EXCERPT PROVIDED →
***
Probably should have mentioned I was going to be off the grid for a week.
But it was one of those weeks where you think 24 hours in a day is more than enough time to get everything done..until it's 6am and you realize you have so much left to do that you need to write a to-do list to keep from going crazy, except you don't have time to write a to-do list, and you're mad because if you DID have time, you'd put "write to-do list" on the list.
Yeah, it's not making any sense to me, either. Suffice to say that the Yankees took their first W on my sister's 30th birthday, and that night put me out of commission for the weekend.
Then Monday came, as it is want to do, and even though I've done 1,666 of them so far, this particular transition from weekend-to-week felt like it should have had one of those cartoon soundtracks where part II of the William Tell Overture abruptly screeches into Flight of the Bumblebee or soemthing.
Anyways, that's neither here nor there. It's purgatory. Normally scheduled blogging will resume tomorrow for the A's series. To recap* the last week:
*I just realized that the last time I recapped anything, by conventional "recap" definitions and standards, was probably circa SAT prepping. Now my version of "recap" is like the "throw-away-obviously-wrong" multiple choice option in a reading comprehension quiz.
"What is the best way to summarize last night's Yankee win?"
a.) The Yankees beat the Orioles on Sunday.
b) The Yankees shut out the Orioles in a 3-0 victory.
c.) The Yankees's 3-0 victory over the O's was fueled by Kuroda's 5th career shut out, and GGBG's 2-run bomb.
d.) I have a love/hate relationship with starts that feature two Asians, because I love slash hate the post-game "said through a translator"s. Also, I just found out what YOLO stands for.
***
WHAT THE TASK ASKS → Rewrite the Yankees blog post from "a.) The Yankees" to "YOLO stands for.", putting "Baltimore" in place of "Orioles".

INFORMATION SUPPLIED →
***
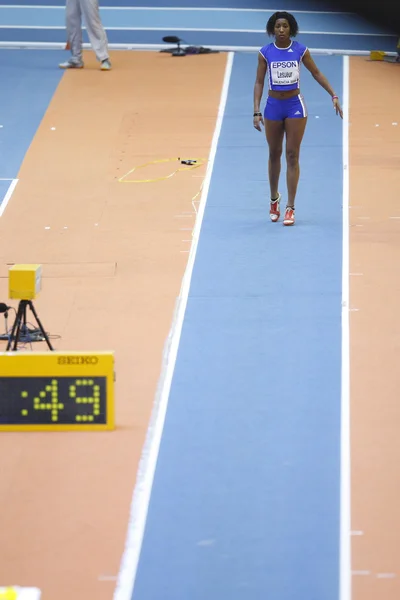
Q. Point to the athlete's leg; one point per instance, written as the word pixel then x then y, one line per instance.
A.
pixel 274 131
pixel 294 129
***
RESULT FOR THIS TASK →
a.) The Yankees beat the Baltimore on Sunday.
b) The Yankees shut out the Baltimore in a 3-0 victory.
c.) The Yankees's 3-0 victory over the O's was fueled by Kuroda's 5th career shut out, and GGBG's 2-run bomb.
d.) I have a love/hate relationship with starts that feature two Asians, because I love slash hate the post-game "said through a translator"s. Also, I just found out what YOLO stands for.